◆ ARTICLE:
-----

Identifier

etd-03252009-163342

Degree

Doctor of Philosophy (PhD)

Department

English

Document Type

Dissertation

Abstract

This dissertation considers the dynamic and resilient influence of the jeremiad, an early American religious and literary mode, on contemporary American literature and culture. It argues that the polemical, dystopian, and apocalyptic narratives so abundant in twentieth-century literature and film participate in an ingrained literary tradition that accounts for society's misfortunes as penalty for its social and moral evils while, at the same time, emphasizing an American exceptionalism born out of a belief in the society's election through its covenant with God. The project makes connections between early-American texts and related works of twentieth and twenty-first century American literature and science fiction in order to engage issues of American nationalism and to interrogate how these texts construct and reinforce an American identity. It investigates how groups during different historical periods adapted the jeremiad either to advocate or to critique political and cultural movements. Chapter one discusses this history of the jeremiad, situates the project within previous scholarship on the form, and argues for the continued relevance of the jeremiad in twentieth and twenty-first century fiction. Chapter two considers the role of the jeremiad in the work of Robert A. Heinlein during the cultural Cold War. Chapter three concerns the indebtedness of environmental science fiction and film to the American jeremiad tradition and, more specifically, how their dual imperatives of polemical and exceptionalism rhetoric continue to shape the ways that Americans conceive of environmental problems and policy. Finally, chapter four interrogates the role of the jeremiad in science fiction films since 1980 that function as countersubversive texts and, subsequently, in films that serve as critical responses to earlier attempts at foreclosing dissent.

-----

◆ MATERIAL SHOWN:
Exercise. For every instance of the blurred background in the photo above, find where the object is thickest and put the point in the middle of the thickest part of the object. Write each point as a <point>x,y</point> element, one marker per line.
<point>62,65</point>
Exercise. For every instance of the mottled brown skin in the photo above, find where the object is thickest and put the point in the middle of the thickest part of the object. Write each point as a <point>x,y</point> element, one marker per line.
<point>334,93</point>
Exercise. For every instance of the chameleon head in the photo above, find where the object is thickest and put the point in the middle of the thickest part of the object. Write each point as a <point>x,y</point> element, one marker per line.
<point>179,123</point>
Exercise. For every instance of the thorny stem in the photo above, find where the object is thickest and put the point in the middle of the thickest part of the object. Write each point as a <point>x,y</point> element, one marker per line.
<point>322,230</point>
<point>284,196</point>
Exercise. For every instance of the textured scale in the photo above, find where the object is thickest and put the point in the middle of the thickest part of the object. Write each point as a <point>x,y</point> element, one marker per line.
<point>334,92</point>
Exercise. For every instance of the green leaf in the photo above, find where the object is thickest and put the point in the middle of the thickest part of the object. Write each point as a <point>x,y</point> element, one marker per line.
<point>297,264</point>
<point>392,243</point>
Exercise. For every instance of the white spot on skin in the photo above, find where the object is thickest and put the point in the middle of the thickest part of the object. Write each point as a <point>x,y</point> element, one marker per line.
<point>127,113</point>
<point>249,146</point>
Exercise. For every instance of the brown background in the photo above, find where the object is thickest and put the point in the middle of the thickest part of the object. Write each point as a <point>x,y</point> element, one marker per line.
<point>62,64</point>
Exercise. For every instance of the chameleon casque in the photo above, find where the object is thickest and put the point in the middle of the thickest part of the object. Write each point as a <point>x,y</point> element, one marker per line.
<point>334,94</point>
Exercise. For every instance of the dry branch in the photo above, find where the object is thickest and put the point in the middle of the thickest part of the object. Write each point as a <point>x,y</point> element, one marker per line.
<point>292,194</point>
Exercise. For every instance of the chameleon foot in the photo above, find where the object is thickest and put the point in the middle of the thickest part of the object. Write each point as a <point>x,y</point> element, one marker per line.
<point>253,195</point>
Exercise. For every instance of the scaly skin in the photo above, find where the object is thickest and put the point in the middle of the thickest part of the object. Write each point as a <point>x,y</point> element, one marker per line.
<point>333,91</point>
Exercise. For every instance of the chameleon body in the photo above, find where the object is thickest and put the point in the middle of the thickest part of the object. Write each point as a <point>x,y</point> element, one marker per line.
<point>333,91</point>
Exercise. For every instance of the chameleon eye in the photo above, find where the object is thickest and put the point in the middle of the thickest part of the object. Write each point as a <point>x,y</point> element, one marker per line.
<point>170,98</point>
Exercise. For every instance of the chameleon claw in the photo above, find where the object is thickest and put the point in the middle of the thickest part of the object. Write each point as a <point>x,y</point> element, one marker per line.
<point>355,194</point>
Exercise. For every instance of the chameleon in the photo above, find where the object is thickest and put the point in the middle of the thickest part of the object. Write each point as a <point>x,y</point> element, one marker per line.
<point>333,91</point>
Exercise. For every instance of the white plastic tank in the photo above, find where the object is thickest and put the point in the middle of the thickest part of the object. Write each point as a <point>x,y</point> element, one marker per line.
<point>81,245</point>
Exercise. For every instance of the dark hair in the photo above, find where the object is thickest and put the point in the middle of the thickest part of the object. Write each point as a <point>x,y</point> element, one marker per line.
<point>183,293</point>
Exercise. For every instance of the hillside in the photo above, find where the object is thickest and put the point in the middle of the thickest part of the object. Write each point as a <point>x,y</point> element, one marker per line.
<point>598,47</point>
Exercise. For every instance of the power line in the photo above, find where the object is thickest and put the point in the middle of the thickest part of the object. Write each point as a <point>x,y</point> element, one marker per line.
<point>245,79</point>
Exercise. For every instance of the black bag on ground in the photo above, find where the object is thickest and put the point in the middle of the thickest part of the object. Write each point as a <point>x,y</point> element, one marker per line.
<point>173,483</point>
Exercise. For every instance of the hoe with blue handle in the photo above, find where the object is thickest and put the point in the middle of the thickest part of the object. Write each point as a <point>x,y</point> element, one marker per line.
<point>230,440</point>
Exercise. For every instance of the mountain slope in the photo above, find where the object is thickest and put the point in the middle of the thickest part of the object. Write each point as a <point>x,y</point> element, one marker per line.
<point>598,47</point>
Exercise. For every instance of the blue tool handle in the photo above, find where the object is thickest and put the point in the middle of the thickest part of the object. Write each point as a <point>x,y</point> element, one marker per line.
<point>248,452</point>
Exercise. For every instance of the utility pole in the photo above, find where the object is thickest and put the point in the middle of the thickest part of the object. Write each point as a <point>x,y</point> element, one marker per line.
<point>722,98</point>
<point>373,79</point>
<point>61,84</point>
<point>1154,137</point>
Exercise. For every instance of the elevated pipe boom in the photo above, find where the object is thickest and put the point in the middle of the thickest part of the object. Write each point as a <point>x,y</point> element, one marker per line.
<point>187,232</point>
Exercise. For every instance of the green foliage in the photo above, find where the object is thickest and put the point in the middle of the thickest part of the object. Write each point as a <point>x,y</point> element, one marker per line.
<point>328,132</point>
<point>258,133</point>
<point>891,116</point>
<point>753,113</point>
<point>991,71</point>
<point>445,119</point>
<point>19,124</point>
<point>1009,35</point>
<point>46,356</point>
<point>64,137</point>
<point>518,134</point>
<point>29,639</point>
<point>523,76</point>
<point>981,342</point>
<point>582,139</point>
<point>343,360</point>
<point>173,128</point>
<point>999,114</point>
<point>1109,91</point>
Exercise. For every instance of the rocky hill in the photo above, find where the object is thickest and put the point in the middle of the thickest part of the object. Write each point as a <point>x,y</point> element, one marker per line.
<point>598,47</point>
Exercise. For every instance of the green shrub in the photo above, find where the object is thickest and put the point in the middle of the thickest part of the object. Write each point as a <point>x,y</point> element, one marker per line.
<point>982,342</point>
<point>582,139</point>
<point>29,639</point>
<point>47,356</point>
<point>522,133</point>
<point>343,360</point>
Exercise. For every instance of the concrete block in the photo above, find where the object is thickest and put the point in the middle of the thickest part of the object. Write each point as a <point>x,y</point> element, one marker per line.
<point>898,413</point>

-----

◆ SHORT TASK 1:
Summarize the dissertation abstract in two sentences.
◆ SHORT TASK 2:
Copy word for word the lines of the records starting at the line containing "Exercise. For every instance of the elevated" and ending at the line containing "<point>187,232</point>".

◆ COMPLETE OUTPUT 1:
This dissertation argues that the jeremiad, an early American religious and literary mode, still shapes contemporary American literature and film, whose polemical, dystopian, and apocalyptic narratives treat society's misfortunes as penalty for its evils while emphasizing American exceptionalism. Its four chapters trace the form's history and continued relevance, its role in Robert A. Heinlein's work during the cultural Cold War, its influence on environmental science fiction and film, and its place in science fiction films since 1980.

◆ COMPLETE OUTPUT 2:
Exercise. For every instance of the elevated pipe boom in the photo above, find where the object is thickest and put the point in the middle of the thickest part of the object. Write each point as a <point>x,y</point> element, one marker per line.
<point>187,232</point>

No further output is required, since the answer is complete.